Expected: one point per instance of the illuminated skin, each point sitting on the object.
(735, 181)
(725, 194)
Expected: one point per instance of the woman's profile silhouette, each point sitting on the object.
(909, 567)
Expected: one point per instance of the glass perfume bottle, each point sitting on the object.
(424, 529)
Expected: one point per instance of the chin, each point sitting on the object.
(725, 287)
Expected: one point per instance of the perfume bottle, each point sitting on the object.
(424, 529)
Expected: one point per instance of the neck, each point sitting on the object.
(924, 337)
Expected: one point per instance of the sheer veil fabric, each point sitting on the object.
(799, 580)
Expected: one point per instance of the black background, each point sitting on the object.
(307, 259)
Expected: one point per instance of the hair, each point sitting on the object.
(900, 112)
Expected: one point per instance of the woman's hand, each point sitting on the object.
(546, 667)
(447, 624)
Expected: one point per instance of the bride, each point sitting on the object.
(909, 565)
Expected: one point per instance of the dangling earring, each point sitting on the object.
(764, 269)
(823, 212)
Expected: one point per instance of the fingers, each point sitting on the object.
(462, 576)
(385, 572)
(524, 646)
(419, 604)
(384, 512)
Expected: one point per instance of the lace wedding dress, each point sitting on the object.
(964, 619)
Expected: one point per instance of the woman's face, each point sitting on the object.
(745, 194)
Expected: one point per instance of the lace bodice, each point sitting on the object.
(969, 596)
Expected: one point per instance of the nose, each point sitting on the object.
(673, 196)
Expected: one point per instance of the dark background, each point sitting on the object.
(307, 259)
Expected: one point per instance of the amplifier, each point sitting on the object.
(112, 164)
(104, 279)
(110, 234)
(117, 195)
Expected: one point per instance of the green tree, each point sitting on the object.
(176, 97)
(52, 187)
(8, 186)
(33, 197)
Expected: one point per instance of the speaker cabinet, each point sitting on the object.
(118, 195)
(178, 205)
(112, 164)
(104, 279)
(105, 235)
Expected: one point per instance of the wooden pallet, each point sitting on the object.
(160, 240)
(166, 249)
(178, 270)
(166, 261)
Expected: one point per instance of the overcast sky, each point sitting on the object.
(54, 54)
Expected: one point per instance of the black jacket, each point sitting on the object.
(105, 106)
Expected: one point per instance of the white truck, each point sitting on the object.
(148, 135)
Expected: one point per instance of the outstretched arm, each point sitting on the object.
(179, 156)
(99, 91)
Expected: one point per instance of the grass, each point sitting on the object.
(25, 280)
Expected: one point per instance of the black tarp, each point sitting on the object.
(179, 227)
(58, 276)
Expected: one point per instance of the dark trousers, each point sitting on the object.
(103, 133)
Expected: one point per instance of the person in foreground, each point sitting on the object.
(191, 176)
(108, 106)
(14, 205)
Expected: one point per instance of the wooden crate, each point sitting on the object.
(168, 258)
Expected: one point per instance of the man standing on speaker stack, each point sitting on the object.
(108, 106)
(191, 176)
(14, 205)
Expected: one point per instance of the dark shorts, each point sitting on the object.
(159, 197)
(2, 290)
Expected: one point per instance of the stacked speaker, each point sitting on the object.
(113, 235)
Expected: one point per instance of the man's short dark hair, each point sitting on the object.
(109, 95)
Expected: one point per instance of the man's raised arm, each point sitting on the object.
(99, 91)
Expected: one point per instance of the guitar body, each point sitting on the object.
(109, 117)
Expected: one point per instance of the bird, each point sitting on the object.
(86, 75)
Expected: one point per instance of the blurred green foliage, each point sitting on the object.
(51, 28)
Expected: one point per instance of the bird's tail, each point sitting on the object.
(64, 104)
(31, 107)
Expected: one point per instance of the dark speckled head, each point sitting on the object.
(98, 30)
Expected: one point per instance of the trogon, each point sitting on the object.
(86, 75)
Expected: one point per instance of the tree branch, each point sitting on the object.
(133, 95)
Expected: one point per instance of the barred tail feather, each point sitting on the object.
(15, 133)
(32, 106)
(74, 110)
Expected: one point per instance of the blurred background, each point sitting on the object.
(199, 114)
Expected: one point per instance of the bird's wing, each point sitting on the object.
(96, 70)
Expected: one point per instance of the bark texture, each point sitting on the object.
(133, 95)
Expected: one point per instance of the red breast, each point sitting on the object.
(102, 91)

++++++

Task description | Exactness is what counts here: write out every record again.

Response area |
Expected: one point per instance of the illuminated skin, each point sitting on the object.
(735, 181)
(725, 194)
Expected: one point per instance of the woman's profile silhouette, each point sitting on the object.
(909, 567)
Expected: one point per instance of the glass perfume bottle, each point sitting on the object.
(424, 529)
Expected: one point per instance of the chin, each point sitting on the object.
(725, 287)
Expected: one point per instance of the perfume bottle, each point sitting on the object.
(424, 529)
Expected: one point per instance of the neck, each point sitting on the object.
(924, 337)
Expected: one point per instance of the sheer veil fabric, each point sitting on the object.
(799, 580)
Expected: one point per instance of the black background, each point sitting on the object.
(307, 259)
Expected: one point per instance of the hair, each point sitting on the object.
(900, 112)
Expected: one point per instance of the woman's hand, each point sitting on the object.
(546, 667)
(447, 624)
Expected: one point per instance of the bride, each point sitting on the object.
(909, 565)
Expected: one point per instance of the dangling earring, each point sitting on the object.
(764, 269)
(823, 212)
Expected: one point per instance of the fingers, each point sitting on the object.
(462, 576)
(385, 572)
(524, 646)
(419, 604)
(384, 512)
Expected: one point per instance of the lace wedding dress, each point sitting on the object.
(964, 619)
Expected: one point per instance of the woman's face, each point sitting on the object.
(745, 194)
Expected: one point per instance of the lace bodice, each point sitting on the object.
(969, 596)
Expected: one point per instance of the nose, each point sitting on the object.
(673, 196)
Expected: one point per instance of the dark background, each point sitting on the object.
(307, 259)
Expected: one point per instance of the amplifier, each point sitting on the object.
(112, 164)
(104, 279)
(110, 234)
(117, 195)
Expected: one point per instance of the green tree, each point sitting on the object.
(176, 97)
(52, 187)
(8, 186)
(33, 197)
Expected: one point per instance of the speaker cabinet, each point sitting on the object.
(118, 195)
(178, 205)
(112, 164)
(104, 279)
(105, 235)
Expected: one point per instance of the wooden pallet, each point sitting on the object.
(160, 240)
(166, 249)
(178, 270)
(166, 261)
Expected: one point per instance of the overcast sky, each point sitting on the object.
(54, 54)
Expected: one point per instance of the black jacket, each point sitting on the object.
(105, 106)
Expected: one point per instance of the white truck, each point sitting on the object.
(148, 135)
Expected: one point per instance of the outstretched arm, each point sitting on the object.
(179, 156)
(99, 91)
Expected: one point per instance of the grass, each point sitting on the object.
(25, 280)
Expected: one point per instance of the black tarp, each point sitting on the object.
(179, 227)
(58, 276)
Expected: one point per instance of the dark trousers, each point sitting on the object.
(103, 133)
Expected: one point per instance of the person in foreground, each point sitting on the object.
(191, 176)
(108, 106)
(14, 205)
Expected: one point per instance of the wooden crate, each point sitting on the object.
(168, 258)
Expected: one point per instance of the man standing on speaker stack, each point sitting on the object.
(108, 106)
(191, 176)
(14, 205)
Expected: one point per instance of the dark shorts, each point sitting on the object.
(159, 197)
(2, 290)
Expected: one point per instance of the stacked speaker, each point sitting on the object.
(113, 235)
Expected: one point per instance of the man's short dark hair, each point sitting on the object.
(109, 95)
Expected: one point per instance of the man's raised arm, each point sitting on the object.
(99, 91)
Expected: one point per instance of the guitar body, each point sitting on the object.
(109, 117)
Expected: one point per instance of the bird, each point sitting on the object.
(86, 75)
Expected: one point per instance of the blurred green foliage, each point sitting on the object.
(51, 28)
Expected: one point per instance of the bird's tail, each point sitting on the object.
(64, 104)
(31, 107)
Expected: one point per instance of the dark speckled head, each point sitting on the object.
(98, 30)
Expected: one point per instance of the trogon, each point sitting on the object.
(86, 75)
Expected: one point per instance of the tree branch, each point sitting on the object.
(133, 95)
Expected: one point per instance of the barred tail feather, each point sitting on the object.
(15, 133)
(32, 106)
(74, 110)
Expected: one point per instance of the blurred background, each point sitting on the object.
(199, 114)
Expected: one point per instance of the bird's wing, each point sitting on the object.
(96, 70)
Expected: one point per instance of the bark texture, each point sitting on the object.
(133, 95)
Expected: one point per instance of the red breast, each point sitting on the object.
(102, 91)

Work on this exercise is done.